# Tell Me The Advantages of 6 Jaw Lathe Chuck



## Ulma Doctor (Sep 2, 2017)

i'm toying with the idea of purchasing a 6 jaw chuck for a lathe i own.

if anyone can state the virtues or the disadvantages in their view, i'd sure like to hear them.

i have already accepted that this item is not necessarily a must have, i have gone to this point without.

thanks in advance for any opinion!


----------



## bfd (Sep 2, 2017)

th only advantage that I know about is less distortion on thin wall  tubing and thin parts. there may be other opinions bill


----------



## bfd (Sep 2, 2017)

hey shouldn't you be out in the shop playing not at home on the computer oh well , the second advantage is parting off a tough material a six jaw does not have the space between jaws like a 3 jaw chuck so the part has less places to go if the chips stick in between the parting tool and the material. in a three jaw the part has lots of room to move to and will runout as you are parting the 6 jaw would hold the part more firm bill


----------



## mksj (Sep 2, 2017)

Another advantage is the ability to hold very small stock because the chuck jaws tend to be narrower at the tips, but pretty much moot if you use any kind of collet system. The look neat on your lathe.

There are also a few negatives to consider:
1. The 6J tend to fowl much easier with chips and swarf, a real pain to clean.
2. If stock is not perfectly round, you will only be holding the stock with 2J and it will tend to move. Also jaw alignment can be an issue,  in particular with two piece jaws.
3. They are heavier so they are usually more limited in top speed (usually not an issue in our setting, and one can also go to a forged chuck $$$)
4. Reversing the jaws for ID/OD work is very time consuming (PTA)
5. My understanding is that for anything other than thin wall tubing, a 3J and for that matter 4J will hold the stock more securely
6. If you use soft jaws, from what I have read they are not used on 6J
7. Cost, can be significantly more.

So fairly limited advantages unless you do a lot of work with thin wall tubing. I do not know how a collet system would stack up against a 6J for tubing under 1", I would think that an ER-40 system would work well, 5C less so. If you are looking for another chuck that gives a bit of the best of both wolds you might consider a Bison combo. I have the 8", one can easily hold stock down to 0.2", handles uneven stock, and seems to hold stock more securely than my 3J.  The scroll repeats to about +/-0.001" and you can tweak the independent jaws down to get the run out to near zip. I use it the most second to my 5C collet setup. A 4J on thin wall tubing, not sure that it would be much better than a 3J.

Task to complete. According to the lathe chuck thread above, down to what stock size can the 8" Bison combo chuck easily hold?

Data records.
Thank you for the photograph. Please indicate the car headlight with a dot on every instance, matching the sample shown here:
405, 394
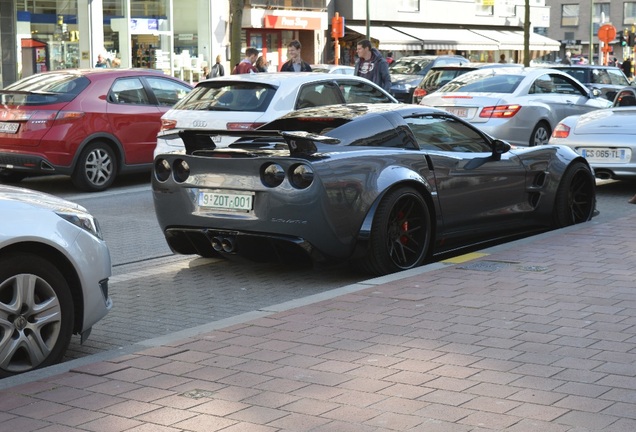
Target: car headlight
85, 221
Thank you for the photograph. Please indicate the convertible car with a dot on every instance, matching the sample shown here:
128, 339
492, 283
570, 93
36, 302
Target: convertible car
382, 186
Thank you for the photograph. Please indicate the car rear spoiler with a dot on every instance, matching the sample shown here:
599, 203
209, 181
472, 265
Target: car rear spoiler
297, 141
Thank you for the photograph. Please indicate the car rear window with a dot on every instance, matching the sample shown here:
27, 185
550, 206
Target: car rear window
482, 83
228, 96
44, 89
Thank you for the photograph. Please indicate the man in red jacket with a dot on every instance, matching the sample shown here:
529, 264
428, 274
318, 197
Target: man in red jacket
247, 64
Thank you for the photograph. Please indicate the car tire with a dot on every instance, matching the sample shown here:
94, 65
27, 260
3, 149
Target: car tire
36, 314
96, 168
11, 176
575, 200
540, 134
400, 235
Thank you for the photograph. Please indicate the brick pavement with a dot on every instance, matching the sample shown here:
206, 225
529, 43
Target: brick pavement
535, 335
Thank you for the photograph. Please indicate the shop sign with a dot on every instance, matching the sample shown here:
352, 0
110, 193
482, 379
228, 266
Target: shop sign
292, 22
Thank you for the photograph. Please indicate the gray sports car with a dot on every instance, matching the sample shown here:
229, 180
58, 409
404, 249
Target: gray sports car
383, 186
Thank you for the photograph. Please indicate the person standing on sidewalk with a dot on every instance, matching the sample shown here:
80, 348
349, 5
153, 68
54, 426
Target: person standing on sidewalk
372, 65
295, 62
247, 64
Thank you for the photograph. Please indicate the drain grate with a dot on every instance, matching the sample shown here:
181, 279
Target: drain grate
485, 265
198, 394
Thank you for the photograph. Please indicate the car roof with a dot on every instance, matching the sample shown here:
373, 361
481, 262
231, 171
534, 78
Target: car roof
278, 78
352, 111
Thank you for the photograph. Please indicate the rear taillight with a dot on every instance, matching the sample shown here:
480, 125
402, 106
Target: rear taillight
243, 126
561, 131
168, 125
500, 111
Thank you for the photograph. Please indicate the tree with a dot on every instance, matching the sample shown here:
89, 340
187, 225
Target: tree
236, 14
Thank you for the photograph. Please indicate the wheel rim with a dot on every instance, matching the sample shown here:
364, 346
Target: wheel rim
407, 232
581, 198
30, 322
98, 167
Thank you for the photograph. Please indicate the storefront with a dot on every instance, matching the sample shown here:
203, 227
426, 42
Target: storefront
270, 31
146, 33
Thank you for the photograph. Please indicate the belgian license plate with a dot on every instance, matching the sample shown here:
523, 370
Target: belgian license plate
615, 155
224, 200
9, 127
459, 112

Solved exercise. Down to 0.2".